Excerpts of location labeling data
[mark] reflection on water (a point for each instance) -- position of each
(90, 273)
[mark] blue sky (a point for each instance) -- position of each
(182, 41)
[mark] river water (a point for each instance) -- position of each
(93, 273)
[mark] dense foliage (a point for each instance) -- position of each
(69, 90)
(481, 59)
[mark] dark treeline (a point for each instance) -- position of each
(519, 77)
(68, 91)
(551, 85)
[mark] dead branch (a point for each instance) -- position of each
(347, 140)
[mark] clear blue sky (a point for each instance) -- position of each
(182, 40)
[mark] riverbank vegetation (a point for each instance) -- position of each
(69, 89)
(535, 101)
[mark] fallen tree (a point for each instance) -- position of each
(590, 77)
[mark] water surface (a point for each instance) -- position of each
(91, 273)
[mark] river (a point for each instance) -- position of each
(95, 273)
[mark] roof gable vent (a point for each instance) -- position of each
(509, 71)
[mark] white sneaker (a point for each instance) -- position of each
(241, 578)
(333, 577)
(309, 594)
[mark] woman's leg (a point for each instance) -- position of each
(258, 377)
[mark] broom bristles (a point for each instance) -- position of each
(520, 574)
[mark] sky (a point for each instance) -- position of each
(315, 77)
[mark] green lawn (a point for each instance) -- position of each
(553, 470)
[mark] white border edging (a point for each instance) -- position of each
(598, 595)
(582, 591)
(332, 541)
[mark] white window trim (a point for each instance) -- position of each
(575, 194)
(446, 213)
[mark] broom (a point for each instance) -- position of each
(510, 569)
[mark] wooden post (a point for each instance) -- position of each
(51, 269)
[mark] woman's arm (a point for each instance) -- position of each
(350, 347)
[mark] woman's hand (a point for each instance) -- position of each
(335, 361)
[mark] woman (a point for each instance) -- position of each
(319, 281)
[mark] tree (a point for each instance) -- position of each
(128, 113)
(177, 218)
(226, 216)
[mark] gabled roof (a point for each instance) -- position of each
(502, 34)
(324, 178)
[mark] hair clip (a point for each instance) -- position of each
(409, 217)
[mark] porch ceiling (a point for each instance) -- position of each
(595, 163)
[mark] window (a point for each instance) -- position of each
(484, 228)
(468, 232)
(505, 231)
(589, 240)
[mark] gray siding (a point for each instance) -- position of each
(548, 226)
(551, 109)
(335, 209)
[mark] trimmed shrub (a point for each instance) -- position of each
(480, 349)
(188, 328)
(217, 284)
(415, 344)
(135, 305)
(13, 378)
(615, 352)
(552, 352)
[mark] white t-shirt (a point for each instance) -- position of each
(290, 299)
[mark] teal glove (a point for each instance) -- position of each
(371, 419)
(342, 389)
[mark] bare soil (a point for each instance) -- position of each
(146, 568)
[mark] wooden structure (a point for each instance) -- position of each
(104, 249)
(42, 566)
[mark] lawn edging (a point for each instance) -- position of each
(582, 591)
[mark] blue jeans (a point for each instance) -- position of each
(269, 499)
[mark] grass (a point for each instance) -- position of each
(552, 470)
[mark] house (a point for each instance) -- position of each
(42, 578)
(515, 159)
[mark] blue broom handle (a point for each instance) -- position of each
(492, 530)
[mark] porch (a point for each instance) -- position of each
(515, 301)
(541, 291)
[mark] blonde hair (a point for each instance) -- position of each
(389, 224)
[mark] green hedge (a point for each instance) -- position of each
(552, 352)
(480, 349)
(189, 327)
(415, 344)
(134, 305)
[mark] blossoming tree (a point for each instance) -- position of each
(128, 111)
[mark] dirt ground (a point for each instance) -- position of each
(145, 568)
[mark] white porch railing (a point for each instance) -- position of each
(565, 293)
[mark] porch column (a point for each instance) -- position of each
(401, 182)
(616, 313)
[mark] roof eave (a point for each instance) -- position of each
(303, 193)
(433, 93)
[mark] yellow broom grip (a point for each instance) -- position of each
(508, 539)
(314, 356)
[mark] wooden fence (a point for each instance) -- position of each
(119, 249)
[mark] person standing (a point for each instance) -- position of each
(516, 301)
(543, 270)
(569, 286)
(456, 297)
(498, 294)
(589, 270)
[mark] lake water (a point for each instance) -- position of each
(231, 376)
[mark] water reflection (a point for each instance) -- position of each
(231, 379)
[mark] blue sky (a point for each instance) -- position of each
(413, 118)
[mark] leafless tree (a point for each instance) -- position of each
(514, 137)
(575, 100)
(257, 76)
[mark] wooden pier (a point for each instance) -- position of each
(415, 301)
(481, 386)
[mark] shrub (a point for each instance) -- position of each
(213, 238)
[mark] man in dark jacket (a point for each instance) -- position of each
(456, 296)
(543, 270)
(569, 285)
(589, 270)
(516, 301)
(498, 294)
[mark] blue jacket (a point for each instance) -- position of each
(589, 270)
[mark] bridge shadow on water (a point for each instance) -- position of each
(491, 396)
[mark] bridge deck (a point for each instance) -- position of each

▶ _Exercise description_:
Rescale the items starting at the line that has "[mark] man in" and stopping after the last line of the items, writing out every line again with the requests included. Multiply each coordinate in the answers by 1.85 and round it to a whole number, with halves rounding up.

▶ _Full answer_:
[mark] man in dark jacket (a point for each instance) -- position of each
(844, 548)
(1005, 500)
(1053, 527)
(1090, 500)
(955, 557)
(921, 544)
[mark] blue jacket (a point for each instance) -- position of each
(1090, 500)
[mark] bridge shadow on water (a point for each instance) -- position of each
(908, 733)
[mark] bridge deck (a point for each instance) -- position of each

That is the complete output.